[Obiettivo del compito]:
Riporta come lista JSON di stringhe, una per riga e senza righe vuote, il tratto dei record che va dalla riga contenente "[tag] wooden desk: a pin per instance" fino alla fine dei record, estremi inclusi. Escludi le immagini dalla risposta.

[Estratto del dataset]:
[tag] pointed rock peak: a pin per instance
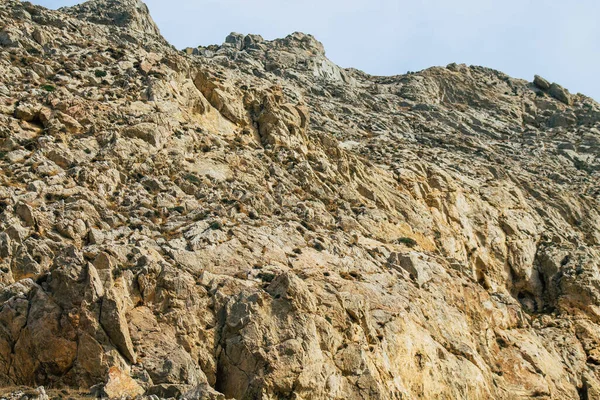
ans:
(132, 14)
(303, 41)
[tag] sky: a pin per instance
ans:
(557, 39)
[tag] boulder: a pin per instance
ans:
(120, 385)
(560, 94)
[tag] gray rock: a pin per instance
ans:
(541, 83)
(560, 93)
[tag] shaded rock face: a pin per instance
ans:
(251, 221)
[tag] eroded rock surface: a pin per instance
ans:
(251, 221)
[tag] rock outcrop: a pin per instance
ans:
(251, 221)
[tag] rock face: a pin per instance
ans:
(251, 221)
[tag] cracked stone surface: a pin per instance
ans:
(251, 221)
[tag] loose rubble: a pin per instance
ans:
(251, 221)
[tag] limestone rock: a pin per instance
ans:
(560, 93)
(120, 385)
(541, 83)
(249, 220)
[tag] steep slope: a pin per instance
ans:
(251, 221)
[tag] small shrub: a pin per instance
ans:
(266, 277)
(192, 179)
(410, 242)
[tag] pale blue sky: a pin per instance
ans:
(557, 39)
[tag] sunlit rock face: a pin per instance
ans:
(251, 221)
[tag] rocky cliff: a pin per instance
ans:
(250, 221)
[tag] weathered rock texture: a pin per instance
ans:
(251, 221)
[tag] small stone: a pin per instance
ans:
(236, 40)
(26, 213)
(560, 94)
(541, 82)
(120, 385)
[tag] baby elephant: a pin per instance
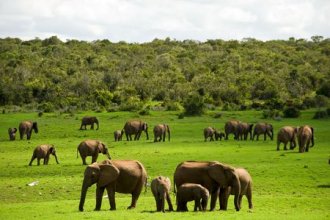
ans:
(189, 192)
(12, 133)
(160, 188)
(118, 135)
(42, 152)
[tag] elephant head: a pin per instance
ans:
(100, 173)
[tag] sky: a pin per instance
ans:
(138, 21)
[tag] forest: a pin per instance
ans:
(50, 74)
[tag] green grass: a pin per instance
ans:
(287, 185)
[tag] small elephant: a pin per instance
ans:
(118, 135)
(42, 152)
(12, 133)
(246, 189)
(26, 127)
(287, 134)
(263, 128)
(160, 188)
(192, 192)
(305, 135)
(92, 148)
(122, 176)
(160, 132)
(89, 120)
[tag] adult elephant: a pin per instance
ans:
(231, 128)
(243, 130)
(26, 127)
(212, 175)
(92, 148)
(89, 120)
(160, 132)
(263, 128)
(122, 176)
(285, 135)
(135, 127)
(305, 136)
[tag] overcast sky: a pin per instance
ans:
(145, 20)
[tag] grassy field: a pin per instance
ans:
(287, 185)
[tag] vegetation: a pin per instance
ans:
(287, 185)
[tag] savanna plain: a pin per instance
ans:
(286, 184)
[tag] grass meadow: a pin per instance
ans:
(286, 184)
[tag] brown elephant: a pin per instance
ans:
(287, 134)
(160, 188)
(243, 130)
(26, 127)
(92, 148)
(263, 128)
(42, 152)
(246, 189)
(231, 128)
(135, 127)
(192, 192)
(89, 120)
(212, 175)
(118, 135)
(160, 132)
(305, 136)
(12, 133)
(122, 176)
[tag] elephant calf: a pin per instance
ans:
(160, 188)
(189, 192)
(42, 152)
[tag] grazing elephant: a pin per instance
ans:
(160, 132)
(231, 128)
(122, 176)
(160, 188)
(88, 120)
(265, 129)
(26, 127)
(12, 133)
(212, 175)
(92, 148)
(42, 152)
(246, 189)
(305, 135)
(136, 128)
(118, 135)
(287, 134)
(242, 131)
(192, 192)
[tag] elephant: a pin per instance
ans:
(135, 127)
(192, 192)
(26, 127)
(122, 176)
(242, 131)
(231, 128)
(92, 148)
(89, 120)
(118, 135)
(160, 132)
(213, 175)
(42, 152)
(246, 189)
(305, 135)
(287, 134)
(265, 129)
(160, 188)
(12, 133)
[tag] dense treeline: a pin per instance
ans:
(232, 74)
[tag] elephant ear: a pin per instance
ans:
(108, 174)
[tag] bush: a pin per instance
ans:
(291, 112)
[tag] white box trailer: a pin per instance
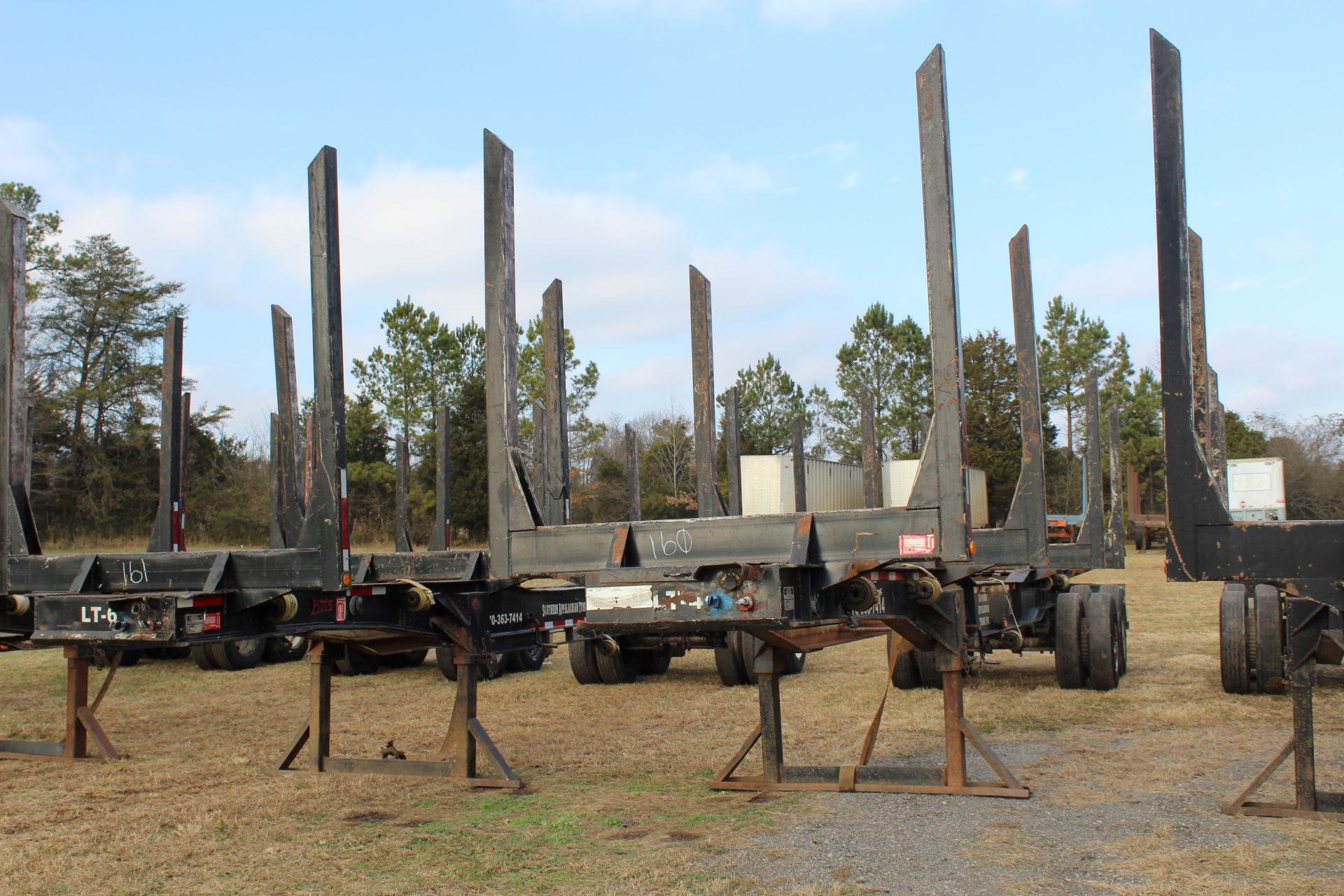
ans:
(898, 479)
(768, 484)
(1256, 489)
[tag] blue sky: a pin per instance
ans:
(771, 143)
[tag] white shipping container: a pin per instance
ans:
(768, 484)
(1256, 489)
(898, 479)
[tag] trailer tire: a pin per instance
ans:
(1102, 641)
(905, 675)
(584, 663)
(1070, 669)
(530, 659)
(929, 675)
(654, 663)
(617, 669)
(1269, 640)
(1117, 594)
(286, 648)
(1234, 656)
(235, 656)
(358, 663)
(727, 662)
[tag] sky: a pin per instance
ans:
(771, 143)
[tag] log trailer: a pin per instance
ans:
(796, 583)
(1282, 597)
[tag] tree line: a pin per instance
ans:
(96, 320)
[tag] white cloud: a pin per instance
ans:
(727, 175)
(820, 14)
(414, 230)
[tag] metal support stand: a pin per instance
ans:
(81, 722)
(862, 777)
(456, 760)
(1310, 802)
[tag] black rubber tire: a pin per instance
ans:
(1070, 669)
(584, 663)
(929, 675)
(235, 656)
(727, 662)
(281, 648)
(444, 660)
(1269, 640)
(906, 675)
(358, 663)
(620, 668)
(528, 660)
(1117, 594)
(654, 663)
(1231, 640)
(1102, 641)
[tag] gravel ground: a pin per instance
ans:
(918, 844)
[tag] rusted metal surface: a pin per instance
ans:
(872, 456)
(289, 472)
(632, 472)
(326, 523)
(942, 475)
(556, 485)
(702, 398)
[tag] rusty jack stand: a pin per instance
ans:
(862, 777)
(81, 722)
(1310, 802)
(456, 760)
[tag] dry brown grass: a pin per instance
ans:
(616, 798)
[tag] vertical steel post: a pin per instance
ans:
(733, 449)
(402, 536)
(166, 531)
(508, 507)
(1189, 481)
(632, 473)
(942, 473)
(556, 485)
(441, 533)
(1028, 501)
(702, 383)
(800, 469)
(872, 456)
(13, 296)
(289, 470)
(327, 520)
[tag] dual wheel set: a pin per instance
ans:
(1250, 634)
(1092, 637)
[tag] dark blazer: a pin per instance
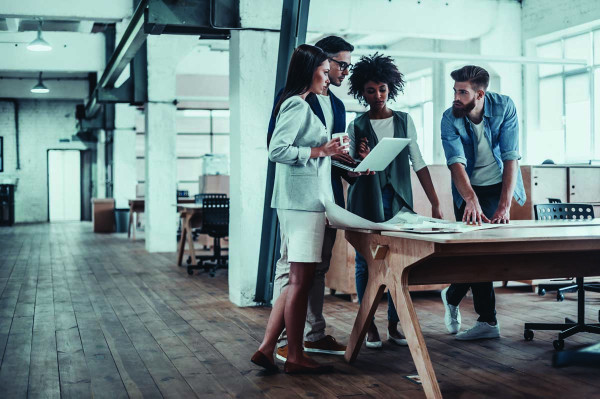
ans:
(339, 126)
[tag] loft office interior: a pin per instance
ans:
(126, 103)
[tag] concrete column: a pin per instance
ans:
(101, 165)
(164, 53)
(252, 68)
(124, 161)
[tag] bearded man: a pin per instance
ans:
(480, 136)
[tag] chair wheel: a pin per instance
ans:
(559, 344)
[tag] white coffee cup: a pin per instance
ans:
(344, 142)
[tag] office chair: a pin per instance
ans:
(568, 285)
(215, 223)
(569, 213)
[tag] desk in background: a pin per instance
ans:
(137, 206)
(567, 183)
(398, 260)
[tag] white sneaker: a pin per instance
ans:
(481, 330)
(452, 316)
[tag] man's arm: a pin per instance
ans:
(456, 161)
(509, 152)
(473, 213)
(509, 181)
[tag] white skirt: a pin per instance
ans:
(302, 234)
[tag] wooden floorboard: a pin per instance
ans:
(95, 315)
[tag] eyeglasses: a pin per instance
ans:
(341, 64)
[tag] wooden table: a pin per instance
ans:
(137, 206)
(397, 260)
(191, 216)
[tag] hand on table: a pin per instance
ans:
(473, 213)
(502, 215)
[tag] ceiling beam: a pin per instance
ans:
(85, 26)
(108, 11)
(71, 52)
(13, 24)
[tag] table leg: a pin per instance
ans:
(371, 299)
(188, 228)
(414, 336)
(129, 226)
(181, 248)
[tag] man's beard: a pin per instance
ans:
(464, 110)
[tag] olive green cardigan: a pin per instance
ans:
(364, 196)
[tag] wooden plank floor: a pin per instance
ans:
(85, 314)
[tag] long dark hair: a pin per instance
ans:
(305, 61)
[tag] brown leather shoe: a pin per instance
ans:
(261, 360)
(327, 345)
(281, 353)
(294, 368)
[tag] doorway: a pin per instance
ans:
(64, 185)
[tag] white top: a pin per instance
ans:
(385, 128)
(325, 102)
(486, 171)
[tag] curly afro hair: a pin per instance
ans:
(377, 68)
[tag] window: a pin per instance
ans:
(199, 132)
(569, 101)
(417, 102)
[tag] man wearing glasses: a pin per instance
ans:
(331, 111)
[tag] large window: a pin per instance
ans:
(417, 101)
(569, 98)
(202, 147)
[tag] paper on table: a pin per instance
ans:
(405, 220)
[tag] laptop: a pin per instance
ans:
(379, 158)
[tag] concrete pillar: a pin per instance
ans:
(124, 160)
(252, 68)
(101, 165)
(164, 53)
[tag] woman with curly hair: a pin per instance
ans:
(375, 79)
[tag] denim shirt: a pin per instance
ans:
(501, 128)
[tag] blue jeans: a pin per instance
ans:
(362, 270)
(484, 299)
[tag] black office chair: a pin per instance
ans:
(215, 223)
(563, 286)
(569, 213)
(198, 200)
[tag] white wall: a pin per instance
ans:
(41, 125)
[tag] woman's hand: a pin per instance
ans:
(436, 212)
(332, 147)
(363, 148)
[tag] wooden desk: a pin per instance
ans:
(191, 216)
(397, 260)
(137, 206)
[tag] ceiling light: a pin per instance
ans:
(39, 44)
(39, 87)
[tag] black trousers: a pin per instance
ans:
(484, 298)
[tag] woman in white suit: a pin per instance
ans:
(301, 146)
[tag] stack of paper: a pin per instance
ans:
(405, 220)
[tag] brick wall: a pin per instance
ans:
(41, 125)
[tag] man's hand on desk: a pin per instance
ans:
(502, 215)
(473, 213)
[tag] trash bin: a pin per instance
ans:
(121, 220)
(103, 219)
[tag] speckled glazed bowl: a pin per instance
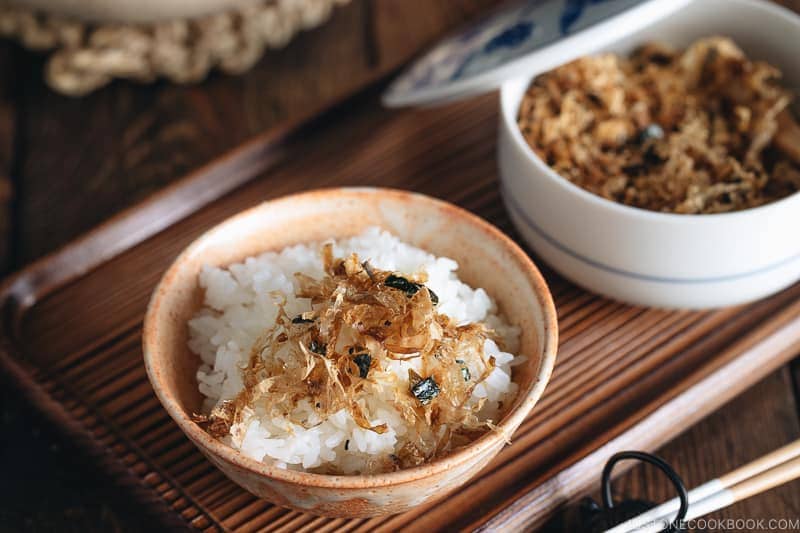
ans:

[Risposta completa]:
[
  "[tag] wooden desk: a pin per instance",
  "ans:",
  "(191, 216)",
  "(397, 260)",
  "(137, 206)",
  "[tag] ceiling light: a pin per instance",
  "ans:",
  "(39, 44)",
  "(39, 87)",
  "[tag] black trousers: a pin per instance",
  "ans:",
  "(484, 298)",
  "[tag] woman in white suit: a pin per instance",
  "ans:",
  "(301, 146)",
  "[tag] stack of paper: a pin per instance",
  "ans:",
  "(405, 220)",
  "[tag] brick wall: a pin per instance",
  "ans:",
  "(41, 125)",
  "[tag] man's hand on desk: a pin per instance",
  "ans:",
  "(502, 215)",
  "(473, 213)",
  "[tag] trash bin: a pin per instance",
  "ans:",
  "(121, 220)",
  "(103, 219)",
  "[tag] speckled glazed bowl: a pin per instance",
  "ans:"
]